▶ TASK DETAILS: Begin at the line that contains "dirt ground in this photo." and reproduce it along with every line after it to the end of the listing; skip any pictures.
━━━━━ MATERIAL PROVIDED
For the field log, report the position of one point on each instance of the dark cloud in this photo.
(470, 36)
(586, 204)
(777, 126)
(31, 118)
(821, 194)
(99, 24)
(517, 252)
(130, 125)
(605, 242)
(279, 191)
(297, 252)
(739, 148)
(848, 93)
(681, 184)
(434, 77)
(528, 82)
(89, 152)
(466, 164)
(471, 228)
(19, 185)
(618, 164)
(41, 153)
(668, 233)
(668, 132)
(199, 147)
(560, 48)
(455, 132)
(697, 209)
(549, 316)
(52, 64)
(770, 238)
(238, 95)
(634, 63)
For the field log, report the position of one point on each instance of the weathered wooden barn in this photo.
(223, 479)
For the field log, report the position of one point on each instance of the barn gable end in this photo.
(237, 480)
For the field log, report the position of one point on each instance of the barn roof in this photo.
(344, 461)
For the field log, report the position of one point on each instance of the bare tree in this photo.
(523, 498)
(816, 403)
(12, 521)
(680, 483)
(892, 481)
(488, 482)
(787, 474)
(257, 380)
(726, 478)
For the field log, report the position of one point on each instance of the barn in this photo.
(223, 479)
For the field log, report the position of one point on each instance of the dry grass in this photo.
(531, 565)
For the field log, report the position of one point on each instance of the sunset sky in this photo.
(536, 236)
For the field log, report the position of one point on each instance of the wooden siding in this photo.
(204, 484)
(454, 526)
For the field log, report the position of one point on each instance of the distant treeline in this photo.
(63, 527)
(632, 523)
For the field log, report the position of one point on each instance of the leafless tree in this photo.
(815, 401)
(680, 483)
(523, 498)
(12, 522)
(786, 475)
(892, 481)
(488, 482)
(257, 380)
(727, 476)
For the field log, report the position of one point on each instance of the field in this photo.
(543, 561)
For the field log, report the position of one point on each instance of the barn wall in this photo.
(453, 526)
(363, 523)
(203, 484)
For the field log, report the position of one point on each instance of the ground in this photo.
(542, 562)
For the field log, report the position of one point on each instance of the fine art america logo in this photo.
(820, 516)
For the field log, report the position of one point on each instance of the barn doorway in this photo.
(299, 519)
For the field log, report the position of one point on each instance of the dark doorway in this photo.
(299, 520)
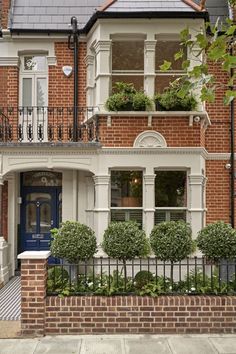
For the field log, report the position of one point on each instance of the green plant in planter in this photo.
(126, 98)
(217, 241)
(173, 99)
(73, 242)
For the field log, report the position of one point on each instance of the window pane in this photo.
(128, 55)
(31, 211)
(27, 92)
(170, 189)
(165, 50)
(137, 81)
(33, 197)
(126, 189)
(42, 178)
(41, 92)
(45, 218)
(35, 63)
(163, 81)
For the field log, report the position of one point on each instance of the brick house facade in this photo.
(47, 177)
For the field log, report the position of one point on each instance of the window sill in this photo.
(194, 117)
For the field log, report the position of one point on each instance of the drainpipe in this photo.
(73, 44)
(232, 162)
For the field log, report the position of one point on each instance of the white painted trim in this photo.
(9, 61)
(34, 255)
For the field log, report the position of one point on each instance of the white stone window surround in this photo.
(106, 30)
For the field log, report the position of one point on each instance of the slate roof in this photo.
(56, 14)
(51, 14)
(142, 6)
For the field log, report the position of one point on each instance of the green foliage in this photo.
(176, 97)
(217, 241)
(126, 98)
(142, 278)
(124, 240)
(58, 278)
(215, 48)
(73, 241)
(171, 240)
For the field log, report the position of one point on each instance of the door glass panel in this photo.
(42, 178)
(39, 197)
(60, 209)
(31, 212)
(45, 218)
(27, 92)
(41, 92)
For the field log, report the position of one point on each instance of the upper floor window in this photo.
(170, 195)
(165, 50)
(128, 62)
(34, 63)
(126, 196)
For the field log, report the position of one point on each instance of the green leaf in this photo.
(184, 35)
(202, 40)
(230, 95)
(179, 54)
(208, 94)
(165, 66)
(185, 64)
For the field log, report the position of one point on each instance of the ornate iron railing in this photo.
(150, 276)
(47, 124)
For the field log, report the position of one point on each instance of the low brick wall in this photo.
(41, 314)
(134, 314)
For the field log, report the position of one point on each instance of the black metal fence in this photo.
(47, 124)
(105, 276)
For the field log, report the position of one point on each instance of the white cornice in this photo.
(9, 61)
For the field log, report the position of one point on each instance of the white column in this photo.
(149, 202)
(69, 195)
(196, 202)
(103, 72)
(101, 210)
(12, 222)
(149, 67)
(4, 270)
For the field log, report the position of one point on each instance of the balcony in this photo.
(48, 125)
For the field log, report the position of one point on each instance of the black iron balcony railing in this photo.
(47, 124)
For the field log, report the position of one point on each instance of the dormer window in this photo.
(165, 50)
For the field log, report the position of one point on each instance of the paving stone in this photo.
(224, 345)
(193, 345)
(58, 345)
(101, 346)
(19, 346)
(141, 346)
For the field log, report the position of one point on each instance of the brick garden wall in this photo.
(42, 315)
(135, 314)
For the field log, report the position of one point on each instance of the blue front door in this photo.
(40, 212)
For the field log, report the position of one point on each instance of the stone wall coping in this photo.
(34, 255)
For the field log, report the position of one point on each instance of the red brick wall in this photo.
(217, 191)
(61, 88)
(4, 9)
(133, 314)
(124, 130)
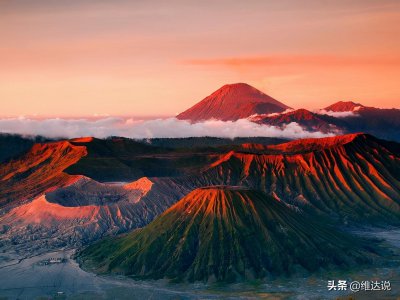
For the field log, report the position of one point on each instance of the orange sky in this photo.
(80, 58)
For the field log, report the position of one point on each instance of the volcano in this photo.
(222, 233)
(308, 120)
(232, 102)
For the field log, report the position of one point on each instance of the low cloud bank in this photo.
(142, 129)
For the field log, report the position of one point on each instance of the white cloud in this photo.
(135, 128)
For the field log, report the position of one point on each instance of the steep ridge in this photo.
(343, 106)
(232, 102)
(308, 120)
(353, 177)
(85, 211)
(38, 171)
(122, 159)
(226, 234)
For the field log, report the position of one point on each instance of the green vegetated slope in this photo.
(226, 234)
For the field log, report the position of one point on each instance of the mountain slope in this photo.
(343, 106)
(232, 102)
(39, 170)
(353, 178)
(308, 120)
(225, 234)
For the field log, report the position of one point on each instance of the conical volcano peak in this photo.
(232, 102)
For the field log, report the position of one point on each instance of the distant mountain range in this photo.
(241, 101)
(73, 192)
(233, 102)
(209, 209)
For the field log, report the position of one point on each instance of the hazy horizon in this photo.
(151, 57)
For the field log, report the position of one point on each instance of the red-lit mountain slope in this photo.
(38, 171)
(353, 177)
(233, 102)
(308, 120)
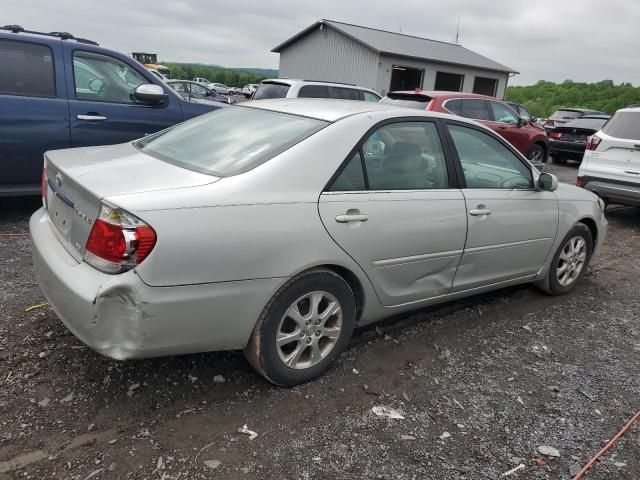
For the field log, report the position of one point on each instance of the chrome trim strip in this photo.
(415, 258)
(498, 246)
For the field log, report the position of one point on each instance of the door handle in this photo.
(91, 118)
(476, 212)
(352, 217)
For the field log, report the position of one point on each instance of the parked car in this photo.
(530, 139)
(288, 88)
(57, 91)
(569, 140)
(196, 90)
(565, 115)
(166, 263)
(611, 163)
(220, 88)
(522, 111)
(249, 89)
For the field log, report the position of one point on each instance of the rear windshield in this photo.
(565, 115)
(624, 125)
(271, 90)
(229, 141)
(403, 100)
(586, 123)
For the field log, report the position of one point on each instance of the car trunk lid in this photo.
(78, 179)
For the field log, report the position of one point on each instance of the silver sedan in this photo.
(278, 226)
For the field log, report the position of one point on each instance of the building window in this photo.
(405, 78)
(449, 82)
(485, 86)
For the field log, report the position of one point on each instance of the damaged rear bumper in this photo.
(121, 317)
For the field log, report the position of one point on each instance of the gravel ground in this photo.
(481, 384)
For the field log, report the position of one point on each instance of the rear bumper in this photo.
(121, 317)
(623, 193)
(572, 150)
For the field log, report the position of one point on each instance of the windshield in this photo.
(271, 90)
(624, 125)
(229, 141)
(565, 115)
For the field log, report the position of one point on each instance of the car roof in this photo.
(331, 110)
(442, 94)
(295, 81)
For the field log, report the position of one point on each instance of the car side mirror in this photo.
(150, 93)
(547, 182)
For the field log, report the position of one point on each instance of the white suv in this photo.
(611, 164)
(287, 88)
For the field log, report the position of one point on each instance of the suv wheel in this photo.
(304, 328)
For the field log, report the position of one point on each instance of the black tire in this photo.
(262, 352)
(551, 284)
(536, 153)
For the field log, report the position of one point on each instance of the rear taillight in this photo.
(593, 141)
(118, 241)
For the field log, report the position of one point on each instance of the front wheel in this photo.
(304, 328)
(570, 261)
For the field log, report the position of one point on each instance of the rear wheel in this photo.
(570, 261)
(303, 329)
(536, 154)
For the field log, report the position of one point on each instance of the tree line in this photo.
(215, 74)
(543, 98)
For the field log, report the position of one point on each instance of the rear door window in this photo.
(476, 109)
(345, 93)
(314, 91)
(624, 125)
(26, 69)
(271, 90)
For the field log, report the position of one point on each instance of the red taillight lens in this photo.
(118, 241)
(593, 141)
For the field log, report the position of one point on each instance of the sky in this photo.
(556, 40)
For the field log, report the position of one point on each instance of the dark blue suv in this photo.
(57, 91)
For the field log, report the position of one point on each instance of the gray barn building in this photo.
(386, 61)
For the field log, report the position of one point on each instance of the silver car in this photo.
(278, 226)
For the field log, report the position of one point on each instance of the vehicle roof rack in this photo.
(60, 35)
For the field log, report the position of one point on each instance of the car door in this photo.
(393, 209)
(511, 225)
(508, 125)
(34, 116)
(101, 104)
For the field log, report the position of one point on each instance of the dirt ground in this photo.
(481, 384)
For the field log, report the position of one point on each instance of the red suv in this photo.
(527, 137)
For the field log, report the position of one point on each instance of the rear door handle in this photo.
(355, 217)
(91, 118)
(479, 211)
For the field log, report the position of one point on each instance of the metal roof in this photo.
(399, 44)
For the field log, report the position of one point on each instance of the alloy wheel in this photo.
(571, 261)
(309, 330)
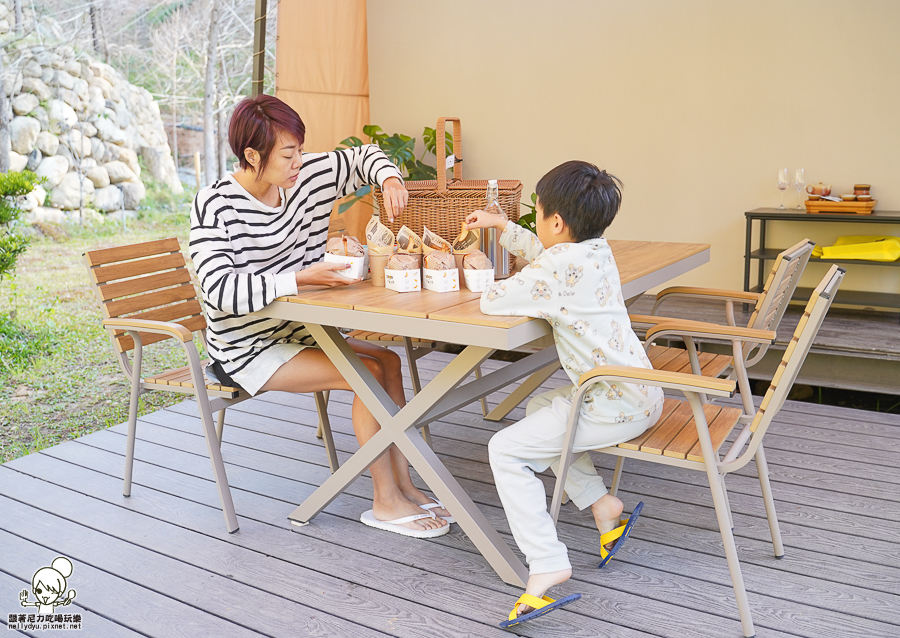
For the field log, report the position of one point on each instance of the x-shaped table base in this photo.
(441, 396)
━━━━━━━━━━
▶ ANSWER IN FULL:
For the field log, report the position of one point on each instance of the dirt ground in this photo.
(481, 384)
For the field log, report the position of one point on each instance of the red suv in this photo.
(527, 137)
For the field log, report the position of one point on each instance of the rear door handle in this photo.
(355, 217)
(91, 118)
(479, 211)
For the field log, report the position of one point on each instance of the metal roof in this photo.
(399, 44)
For the field log, report the position of one point on each instance of the alloy wheel in this photo.
(571, 261)
(309, 330)
For the field log, report the position of one point on each instance of the x-shaped table base in this photo.
(441, 396)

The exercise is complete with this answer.